_TEXT PROVIDED_
— Begin —

With sparse updates and few processors, ε ≈ 1 and the rate matches
standard SGD.

The "nearly optimal" means the convergence rate is within a constant
factor of serial SGD — the parallelism costs almost nothing in terms
of convergence quality.

## Practical implications for our system

### 1. No pause needed

vLLM inference reads weights while Apollo writes them. The convergence
guarantee holds because our gradient updates are sparse (each training
example only generates meaningful gradients for a small fraction of
the 27B parameters).

### 2. No lock needed

Not even a mutex. The worst case (vLLM reads mid-write) produces one
token from a partially-updated model. The next token uses the fully-
updated model. There is no accumulation of error — each inference step
is independent.

### 3. Training can be continuous

Not batched nightly, not time-multiplexed. The Apollo daemon can
process training examples as they arrive, updating weights
continuously. vLLM never pauses, never notices.

### 4. The sparsity comes for free

Context-frozen training on short decision segments (50-256 tokens)

— End —

_GIVEN TASK 1_
Please select every line of the records that contains the word "shop".

_RECORDS SUPPLIED_
— Begin —

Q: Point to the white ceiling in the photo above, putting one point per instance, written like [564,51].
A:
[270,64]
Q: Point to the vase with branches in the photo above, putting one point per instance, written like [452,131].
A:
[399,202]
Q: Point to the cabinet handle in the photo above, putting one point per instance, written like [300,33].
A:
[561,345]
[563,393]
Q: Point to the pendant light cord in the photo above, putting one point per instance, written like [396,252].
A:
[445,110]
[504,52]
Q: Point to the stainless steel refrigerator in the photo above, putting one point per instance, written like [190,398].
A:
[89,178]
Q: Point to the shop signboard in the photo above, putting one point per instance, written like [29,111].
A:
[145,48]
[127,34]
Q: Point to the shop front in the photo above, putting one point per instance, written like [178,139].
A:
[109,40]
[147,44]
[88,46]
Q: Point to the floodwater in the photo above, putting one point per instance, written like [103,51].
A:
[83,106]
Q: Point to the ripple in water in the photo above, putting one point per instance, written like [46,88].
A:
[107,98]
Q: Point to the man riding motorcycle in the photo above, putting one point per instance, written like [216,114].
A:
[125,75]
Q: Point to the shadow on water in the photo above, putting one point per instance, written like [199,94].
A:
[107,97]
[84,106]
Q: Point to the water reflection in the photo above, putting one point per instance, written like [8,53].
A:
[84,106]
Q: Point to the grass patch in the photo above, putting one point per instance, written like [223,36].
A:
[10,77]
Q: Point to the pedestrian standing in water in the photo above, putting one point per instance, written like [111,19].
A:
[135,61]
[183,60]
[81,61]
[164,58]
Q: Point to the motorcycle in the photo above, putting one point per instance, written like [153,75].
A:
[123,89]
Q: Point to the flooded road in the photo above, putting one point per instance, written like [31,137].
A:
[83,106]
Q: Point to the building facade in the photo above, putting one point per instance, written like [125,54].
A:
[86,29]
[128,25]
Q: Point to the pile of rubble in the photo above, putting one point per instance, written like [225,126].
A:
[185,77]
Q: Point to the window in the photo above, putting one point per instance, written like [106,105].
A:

— End —

_GIVEN TASK 2_
According to the excerpt on concurrent training and inference, what does the worst case of vLLM reading mid-write produce?

_EXERCISE ANSWER 1_
Q: Point to the shop signboard in the photo above, putting one point per instance, written like [29,111].
Q: Point to the shop front in the photo above, putting one point per instance, written like [178,139].

_EXERCISE ANSWER 2_
One token from a partially-updated model.